DIRECTIONS -
Please reproduce the entries below exactly, starting at the first line and ending with the line that holds "bare leg in".

DATA FOR THE TASK -
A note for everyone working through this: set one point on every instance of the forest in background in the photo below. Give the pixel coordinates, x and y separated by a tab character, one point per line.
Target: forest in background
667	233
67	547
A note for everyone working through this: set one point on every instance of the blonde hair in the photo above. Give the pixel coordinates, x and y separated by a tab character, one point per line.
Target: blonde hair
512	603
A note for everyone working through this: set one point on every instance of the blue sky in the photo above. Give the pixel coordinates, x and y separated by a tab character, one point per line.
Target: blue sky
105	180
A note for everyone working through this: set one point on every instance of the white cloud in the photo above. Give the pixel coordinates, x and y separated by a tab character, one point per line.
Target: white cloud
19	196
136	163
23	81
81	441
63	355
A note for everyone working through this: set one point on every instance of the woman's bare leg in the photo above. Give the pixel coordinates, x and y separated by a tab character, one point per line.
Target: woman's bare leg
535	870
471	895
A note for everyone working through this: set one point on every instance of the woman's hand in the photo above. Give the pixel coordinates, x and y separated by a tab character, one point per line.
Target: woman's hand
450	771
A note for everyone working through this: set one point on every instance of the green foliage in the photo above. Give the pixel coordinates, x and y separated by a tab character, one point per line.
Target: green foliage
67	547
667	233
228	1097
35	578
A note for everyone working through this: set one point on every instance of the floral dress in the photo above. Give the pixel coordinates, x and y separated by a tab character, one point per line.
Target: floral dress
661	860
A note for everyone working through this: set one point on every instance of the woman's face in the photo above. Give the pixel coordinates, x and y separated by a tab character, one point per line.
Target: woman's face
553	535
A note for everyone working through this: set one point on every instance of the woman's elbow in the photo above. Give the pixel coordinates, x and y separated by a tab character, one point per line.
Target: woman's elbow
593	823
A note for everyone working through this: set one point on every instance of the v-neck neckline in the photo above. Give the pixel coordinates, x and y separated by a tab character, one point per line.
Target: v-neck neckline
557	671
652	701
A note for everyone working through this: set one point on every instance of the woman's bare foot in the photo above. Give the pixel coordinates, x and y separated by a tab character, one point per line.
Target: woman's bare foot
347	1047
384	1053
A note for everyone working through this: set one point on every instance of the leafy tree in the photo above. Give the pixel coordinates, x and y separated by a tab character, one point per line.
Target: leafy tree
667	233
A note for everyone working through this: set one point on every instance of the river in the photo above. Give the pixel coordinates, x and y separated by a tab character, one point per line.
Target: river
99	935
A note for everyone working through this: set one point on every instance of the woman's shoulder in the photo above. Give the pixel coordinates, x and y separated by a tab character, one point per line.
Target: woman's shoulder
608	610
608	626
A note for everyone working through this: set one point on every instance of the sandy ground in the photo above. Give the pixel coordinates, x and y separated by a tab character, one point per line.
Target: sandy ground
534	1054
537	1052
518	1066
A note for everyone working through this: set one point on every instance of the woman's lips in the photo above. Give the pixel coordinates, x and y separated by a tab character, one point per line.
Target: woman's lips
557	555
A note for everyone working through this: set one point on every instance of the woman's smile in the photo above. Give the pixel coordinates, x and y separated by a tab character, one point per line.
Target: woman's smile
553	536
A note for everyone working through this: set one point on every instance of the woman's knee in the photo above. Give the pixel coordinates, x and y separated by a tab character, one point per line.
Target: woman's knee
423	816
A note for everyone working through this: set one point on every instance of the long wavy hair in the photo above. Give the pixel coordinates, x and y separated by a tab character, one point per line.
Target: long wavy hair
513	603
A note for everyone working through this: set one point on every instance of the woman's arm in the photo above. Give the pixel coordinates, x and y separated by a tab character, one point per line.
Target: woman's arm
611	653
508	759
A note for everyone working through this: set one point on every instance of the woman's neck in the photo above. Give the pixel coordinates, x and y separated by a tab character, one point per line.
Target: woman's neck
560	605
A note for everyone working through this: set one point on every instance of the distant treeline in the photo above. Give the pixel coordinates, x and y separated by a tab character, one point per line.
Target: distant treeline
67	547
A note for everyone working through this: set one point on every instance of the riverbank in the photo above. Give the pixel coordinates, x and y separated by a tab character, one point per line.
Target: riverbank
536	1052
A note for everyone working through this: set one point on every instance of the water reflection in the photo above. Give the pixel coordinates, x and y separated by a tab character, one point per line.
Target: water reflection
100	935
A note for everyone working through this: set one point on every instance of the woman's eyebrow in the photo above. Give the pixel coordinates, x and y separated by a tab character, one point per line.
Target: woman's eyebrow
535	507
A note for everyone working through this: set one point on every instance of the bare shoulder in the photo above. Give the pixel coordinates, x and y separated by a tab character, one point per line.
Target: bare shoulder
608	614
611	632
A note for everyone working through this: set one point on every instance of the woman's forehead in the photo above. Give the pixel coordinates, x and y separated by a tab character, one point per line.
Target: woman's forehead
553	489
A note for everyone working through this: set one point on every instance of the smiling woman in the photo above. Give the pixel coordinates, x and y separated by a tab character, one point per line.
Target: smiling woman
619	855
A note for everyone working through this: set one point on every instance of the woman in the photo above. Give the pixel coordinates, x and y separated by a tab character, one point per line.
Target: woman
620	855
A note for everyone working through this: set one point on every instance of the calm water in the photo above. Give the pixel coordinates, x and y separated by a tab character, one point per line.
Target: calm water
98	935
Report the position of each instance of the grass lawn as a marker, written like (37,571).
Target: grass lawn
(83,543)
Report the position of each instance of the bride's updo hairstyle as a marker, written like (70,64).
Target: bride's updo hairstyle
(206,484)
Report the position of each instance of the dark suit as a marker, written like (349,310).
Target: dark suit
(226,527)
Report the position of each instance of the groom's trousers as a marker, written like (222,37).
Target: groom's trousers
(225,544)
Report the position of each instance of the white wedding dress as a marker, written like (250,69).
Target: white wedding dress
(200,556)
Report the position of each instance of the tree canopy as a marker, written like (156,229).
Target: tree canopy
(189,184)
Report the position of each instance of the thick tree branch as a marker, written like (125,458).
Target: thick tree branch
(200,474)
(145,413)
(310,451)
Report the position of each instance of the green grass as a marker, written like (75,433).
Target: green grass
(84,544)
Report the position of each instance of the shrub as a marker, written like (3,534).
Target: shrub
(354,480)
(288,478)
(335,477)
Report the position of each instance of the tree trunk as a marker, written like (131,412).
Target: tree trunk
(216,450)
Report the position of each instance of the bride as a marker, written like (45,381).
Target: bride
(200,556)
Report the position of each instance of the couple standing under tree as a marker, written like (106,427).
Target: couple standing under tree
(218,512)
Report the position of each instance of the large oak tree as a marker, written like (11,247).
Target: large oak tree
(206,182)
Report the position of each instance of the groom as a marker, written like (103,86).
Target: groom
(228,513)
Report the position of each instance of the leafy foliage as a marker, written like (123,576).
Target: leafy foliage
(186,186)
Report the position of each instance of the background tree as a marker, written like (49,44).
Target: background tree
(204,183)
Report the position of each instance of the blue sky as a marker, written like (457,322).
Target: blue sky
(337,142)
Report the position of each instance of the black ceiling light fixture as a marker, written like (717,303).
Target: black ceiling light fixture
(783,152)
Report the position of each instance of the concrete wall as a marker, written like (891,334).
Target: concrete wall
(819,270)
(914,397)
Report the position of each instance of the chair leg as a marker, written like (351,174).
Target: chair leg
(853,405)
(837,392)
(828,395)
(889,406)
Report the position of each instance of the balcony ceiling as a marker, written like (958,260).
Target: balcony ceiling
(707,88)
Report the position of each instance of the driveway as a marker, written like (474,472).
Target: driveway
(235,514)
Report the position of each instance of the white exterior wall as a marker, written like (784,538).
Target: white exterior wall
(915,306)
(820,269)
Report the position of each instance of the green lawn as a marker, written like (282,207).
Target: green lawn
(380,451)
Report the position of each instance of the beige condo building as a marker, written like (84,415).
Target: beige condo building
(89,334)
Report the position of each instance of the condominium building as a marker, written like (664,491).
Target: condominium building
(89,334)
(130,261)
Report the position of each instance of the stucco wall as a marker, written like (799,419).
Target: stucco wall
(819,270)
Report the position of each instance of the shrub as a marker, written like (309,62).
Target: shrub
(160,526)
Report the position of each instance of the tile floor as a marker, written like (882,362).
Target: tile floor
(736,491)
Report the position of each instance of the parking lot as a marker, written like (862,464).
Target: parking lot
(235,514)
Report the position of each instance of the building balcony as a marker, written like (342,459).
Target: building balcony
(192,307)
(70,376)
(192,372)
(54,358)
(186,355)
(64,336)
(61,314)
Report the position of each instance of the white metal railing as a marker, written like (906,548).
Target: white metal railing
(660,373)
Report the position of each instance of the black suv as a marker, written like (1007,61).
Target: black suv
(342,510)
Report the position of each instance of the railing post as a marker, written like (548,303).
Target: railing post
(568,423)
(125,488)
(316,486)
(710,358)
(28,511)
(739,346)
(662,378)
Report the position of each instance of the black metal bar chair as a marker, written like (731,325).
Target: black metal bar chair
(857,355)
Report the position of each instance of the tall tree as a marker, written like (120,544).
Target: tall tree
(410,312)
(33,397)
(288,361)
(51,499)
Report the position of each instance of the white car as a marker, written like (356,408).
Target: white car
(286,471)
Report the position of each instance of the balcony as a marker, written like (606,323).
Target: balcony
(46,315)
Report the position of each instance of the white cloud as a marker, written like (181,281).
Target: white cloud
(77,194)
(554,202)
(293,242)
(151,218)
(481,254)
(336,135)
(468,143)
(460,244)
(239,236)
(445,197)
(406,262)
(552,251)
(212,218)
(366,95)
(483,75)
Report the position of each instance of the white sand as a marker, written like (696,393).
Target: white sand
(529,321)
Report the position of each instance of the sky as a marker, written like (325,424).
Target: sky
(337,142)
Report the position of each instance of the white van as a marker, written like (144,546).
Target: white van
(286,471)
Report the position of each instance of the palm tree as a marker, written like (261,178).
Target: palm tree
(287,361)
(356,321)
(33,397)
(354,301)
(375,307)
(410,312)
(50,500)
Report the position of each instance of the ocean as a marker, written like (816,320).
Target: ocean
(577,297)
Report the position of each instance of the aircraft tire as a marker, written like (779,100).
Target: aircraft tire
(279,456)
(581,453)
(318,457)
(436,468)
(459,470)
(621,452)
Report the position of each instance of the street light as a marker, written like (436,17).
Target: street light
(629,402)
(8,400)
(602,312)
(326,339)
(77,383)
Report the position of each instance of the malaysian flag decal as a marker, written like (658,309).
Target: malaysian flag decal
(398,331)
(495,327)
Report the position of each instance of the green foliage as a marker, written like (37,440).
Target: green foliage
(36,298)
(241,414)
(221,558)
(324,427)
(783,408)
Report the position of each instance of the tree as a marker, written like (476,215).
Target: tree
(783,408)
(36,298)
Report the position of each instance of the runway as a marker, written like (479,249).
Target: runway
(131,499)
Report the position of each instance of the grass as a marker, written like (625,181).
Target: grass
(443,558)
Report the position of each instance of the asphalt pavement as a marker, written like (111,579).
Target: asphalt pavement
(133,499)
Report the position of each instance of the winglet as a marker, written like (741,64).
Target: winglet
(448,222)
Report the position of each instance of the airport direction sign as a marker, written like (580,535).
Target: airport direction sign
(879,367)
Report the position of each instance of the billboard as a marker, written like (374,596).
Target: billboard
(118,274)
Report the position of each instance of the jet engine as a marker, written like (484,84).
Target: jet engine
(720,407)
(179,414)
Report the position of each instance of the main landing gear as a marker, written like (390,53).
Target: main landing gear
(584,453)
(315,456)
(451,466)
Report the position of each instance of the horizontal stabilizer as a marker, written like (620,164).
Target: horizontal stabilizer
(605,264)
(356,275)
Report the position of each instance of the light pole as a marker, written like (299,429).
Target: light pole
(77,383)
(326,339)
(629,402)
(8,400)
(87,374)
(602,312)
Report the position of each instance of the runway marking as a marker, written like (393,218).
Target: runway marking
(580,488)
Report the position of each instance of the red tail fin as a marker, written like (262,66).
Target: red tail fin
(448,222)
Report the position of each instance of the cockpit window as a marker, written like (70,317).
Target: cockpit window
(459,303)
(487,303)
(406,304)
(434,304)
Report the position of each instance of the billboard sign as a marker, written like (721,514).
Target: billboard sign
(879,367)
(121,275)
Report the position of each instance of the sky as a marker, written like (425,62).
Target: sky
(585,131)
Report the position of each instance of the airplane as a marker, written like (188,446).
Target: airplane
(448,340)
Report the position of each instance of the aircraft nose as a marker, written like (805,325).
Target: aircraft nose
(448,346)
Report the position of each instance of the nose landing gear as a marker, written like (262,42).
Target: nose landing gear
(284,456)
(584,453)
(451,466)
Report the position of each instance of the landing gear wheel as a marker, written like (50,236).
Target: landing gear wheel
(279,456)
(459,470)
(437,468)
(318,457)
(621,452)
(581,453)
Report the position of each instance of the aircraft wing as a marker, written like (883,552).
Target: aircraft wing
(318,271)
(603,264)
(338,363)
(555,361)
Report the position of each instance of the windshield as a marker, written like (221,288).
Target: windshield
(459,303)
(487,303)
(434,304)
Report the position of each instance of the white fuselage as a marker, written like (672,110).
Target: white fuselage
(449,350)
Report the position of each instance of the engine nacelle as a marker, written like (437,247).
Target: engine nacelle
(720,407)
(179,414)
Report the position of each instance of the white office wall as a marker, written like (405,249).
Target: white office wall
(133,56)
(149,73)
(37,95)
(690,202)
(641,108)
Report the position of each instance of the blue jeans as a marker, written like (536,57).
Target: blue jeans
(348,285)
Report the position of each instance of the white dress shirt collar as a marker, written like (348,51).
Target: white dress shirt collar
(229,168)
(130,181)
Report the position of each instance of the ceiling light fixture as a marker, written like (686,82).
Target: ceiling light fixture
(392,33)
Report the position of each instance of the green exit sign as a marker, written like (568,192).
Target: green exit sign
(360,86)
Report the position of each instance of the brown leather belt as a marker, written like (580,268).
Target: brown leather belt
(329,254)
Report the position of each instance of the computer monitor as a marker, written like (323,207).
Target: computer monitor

EXERCISE SOLUTION -
A note for everyone working through this: set one point on every instance of the forest in background in the photo below. Give the pixel coordinates, x and y separated by a tab character, one point per line.
Target: forest in background
667	233
67	547
A note for everyone working through this: set one point on every instance of the blonde hair in the photo above. Give the pixel coordinates, x and y separated by a tab character, one point per line.
Target: blonde hair
512	603
A note for everyone working through this: set one point on every instance of the blue sky in the photo above. Give the pixel coordinates, x and y separated by a tab character, one point per line.
Target: blue sky
105	180
A note for everyone working through this: set one point on every instance of the white cloud in the photo above. Give the pixel coordinates, x and y separated by a tab character, one point per line.
Target: white cloud
19	196
136	163
23	81
81	441
63	355
A note for everyone working through this: set one point on every instance of the woman's bare leg in the photo above. Give the pixel coordinates, x and y separated by a tab character, one point per line.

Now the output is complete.